Please list every line below that contains the word "photo", copying each such line in full.

Information given start

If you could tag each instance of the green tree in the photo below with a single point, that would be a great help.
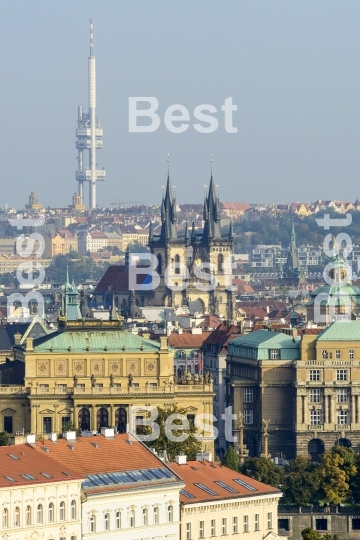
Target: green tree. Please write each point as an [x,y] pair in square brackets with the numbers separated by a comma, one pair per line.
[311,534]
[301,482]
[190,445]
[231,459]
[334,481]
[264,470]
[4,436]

Information given end
Information given start

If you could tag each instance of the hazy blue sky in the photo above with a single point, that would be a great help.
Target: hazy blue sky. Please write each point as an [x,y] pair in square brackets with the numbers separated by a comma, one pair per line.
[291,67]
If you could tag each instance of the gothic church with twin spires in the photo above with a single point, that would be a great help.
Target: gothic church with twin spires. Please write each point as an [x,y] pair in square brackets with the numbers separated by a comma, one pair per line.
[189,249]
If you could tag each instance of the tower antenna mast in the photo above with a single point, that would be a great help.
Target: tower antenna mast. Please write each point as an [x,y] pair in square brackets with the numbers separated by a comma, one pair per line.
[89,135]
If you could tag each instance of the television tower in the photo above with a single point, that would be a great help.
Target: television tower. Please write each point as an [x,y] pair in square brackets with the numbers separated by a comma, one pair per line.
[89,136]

Information given end

(Solution for this task)
If you could tag each instance of the green tree in the photo below with a single point, that would be a great help.
If you could tag each instance of the hazy blue sky in the photo above with a single point, that would be a great help.
If you could tag each instance of the gothic church with twin spires in the photo above with a single point, that would be a great help.
If you could tag each instance of the tower antenna mast in the photo above with a single point, that would be a great help.
If you could tag each instance of the television tower in the photo above with a single point, that would be a great help.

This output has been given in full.